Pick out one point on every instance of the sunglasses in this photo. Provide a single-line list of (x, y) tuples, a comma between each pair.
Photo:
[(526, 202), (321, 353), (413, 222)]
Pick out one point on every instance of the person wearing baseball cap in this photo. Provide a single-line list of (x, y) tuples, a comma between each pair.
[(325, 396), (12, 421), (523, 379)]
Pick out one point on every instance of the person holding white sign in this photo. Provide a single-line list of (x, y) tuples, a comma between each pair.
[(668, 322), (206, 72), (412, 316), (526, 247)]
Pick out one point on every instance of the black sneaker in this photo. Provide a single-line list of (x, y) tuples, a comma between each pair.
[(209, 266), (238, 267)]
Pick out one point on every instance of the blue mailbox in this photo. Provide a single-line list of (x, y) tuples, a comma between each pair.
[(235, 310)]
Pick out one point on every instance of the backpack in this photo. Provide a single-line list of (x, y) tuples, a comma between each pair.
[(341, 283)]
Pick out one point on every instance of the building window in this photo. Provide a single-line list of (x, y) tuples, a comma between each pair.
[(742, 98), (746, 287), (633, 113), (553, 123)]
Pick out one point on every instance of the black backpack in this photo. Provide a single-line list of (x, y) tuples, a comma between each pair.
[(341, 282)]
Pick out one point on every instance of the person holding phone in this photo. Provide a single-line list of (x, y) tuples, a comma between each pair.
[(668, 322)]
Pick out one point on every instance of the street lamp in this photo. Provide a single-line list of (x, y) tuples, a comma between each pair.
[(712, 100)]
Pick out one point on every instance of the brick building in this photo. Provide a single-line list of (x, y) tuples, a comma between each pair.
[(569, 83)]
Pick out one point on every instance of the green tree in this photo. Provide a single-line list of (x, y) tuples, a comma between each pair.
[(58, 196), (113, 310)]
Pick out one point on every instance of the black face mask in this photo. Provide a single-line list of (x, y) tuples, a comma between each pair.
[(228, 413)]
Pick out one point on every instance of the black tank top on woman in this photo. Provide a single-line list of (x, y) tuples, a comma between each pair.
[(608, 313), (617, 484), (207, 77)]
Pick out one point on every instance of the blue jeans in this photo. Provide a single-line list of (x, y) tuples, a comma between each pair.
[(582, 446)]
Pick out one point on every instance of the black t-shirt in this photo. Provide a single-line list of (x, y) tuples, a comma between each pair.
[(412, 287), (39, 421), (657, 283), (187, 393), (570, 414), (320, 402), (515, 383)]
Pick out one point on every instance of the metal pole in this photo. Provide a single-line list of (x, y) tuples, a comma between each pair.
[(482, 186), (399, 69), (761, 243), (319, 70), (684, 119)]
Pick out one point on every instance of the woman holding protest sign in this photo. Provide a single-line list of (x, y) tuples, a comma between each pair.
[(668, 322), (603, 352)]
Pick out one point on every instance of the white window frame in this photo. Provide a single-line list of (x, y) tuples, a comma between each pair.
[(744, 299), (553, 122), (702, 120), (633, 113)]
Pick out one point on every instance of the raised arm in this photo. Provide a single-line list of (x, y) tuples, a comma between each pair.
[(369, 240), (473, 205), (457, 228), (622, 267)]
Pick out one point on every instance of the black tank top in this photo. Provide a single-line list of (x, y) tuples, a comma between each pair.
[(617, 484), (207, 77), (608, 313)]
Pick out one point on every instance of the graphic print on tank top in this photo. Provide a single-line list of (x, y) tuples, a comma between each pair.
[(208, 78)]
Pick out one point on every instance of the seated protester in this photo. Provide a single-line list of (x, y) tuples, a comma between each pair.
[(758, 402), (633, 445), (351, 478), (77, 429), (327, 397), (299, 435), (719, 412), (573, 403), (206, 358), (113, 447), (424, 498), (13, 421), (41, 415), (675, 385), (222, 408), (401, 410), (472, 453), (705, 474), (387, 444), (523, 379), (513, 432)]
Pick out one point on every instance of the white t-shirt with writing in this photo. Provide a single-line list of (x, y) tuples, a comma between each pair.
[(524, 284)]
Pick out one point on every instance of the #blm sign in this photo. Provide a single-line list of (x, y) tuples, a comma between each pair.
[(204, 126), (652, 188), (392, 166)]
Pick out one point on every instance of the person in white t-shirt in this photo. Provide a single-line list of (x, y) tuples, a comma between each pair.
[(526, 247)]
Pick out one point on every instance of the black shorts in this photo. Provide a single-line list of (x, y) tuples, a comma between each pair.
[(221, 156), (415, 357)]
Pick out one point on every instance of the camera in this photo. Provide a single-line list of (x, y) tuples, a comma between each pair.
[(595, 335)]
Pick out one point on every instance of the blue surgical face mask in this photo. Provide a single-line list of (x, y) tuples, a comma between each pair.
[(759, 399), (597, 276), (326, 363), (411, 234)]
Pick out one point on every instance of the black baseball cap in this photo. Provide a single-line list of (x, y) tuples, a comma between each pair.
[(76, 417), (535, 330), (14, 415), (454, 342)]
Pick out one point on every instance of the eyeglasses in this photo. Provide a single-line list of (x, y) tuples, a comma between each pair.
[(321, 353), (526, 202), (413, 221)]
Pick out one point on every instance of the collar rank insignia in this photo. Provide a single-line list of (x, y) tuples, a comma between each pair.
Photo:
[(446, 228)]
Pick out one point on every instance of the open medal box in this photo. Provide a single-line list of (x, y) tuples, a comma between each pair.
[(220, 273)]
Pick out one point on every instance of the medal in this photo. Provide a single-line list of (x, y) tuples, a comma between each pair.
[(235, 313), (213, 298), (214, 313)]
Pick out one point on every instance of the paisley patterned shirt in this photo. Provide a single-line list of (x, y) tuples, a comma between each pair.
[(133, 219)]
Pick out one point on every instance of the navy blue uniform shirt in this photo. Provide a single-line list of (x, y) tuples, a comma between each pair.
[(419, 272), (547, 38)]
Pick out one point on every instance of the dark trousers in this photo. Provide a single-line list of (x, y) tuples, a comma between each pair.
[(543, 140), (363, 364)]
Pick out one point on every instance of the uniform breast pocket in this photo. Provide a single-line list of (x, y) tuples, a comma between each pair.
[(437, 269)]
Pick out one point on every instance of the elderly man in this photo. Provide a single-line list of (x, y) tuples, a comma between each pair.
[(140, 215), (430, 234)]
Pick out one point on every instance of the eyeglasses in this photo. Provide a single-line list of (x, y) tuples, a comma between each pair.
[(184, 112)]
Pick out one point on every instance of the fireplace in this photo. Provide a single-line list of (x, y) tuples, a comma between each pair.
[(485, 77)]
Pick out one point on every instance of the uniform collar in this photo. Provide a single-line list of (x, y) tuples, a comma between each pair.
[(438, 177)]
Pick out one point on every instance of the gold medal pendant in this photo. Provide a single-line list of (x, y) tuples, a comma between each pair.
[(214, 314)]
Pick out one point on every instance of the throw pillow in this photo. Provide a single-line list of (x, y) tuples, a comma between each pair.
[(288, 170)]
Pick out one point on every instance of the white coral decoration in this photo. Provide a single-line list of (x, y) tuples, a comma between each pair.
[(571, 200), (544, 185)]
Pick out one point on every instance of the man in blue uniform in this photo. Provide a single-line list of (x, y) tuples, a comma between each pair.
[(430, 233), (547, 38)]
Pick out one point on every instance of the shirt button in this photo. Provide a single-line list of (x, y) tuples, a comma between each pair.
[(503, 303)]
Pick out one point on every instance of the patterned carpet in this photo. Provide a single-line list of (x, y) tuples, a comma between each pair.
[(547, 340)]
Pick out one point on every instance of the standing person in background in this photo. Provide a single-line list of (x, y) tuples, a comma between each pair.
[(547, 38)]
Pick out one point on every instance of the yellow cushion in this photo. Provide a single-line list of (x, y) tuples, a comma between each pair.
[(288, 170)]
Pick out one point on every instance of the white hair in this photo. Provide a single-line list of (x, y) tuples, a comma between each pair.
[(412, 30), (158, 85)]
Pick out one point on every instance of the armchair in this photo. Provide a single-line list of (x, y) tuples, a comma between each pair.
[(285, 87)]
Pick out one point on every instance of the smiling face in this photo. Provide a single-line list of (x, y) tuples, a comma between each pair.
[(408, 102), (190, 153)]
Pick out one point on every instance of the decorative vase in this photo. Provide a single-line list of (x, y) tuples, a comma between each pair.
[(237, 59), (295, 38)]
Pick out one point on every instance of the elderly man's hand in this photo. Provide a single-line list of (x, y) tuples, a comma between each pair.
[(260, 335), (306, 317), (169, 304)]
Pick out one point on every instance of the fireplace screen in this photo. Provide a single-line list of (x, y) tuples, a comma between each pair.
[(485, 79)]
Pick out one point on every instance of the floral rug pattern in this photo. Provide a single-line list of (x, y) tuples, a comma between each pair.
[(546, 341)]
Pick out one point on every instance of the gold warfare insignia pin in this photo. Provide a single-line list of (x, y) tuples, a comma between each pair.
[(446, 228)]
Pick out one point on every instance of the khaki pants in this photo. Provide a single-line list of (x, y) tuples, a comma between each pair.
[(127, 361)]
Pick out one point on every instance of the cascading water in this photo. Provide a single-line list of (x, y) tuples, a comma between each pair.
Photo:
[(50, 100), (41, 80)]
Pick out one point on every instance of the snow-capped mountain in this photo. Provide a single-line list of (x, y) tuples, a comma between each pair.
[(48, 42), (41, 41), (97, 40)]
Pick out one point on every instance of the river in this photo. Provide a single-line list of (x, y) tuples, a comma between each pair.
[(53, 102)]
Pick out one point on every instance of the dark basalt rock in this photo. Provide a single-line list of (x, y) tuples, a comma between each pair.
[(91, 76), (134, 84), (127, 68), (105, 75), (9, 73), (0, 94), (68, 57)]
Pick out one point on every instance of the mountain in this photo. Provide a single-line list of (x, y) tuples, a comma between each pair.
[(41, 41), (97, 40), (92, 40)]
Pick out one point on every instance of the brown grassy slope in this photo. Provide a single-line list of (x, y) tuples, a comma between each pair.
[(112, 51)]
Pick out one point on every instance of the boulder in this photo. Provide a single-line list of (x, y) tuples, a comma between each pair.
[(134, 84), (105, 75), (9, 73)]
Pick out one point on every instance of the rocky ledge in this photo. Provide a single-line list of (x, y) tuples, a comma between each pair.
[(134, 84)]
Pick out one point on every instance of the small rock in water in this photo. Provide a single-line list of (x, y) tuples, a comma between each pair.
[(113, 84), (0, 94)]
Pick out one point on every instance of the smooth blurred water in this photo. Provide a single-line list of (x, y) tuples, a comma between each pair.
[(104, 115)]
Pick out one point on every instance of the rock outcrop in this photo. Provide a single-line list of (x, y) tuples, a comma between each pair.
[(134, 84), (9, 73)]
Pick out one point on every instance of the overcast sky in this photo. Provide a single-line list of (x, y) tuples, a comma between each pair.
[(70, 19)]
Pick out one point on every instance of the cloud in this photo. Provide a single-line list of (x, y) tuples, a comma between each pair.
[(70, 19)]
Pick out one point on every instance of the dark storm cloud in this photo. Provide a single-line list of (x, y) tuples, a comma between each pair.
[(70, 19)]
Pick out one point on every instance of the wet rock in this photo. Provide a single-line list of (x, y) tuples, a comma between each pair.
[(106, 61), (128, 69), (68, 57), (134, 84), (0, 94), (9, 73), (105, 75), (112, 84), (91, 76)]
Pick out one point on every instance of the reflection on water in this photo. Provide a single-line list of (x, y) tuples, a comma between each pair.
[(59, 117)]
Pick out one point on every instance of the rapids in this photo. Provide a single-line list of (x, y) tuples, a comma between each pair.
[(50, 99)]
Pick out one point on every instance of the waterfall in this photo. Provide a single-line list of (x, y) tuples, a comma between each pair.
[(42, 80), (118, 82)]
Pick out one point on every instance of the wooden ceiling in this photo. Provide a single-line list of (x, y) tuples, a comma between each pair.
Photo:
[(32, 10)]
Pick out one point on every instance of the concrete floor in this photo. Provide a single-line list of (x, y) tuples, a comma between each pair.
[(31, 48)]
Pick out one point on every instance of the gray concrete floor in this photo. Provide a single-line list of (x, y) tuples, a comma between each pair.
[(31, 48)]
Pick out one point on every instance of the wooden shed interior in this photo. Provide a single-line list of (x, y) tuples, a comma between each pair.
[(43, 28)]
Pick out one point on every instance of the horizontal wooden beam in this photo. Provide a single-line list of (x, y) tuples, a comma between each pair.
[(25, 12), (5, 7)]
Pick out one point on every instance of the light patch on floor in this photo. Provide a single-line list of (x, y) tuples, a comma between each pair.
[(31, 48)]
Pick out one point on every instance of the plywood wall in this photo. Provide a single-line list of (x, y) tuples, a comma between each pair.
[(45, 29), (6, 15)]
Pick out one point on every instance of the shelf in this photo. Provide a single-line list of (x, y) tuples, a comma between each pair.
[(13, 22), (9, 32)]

========================================================================

* Exercise instructions
Reproduce word for word the lines above, from the one containing "Pick out one point on every instance of the graphic" through the one containing "[(204, 126), (652, 188), (392, 166)]", both included.

* Exercise answer
Pick out one point on every instance of the graphic print on tank top in this photo. Provide a single-line list of (x, y) tuples, a comma between each pair.
[(208, 78)]
Pick out one point on every instance of the seated protester in this photo. Provide a single-line list of (x, y) tuples, a comma between each pair.
[(758, 402), (633, 445), (351, 478), (77, 429), (327, 397), (299, 435), (719, 412), (573, 403), (206, 358), (113, 447), (424, 498), (13, 421), (41, 415), (675, 385), (222, 408), (401, 410), (472, 453), (705, 474), (387, 444), (523, 379), (513, 432)]
Pick out one point on every instance of the white t-shirt with writing in this photo. Provide a single-line list of (x, y) tuples, a comma between each pair.
[(524, 284)]
Pick out one point on every instance of the #blm sign in this photo. Provide a single-line list of (x, y) tuples, a comma between each pair.
[(204, 126), (652, 188), (392, 166)]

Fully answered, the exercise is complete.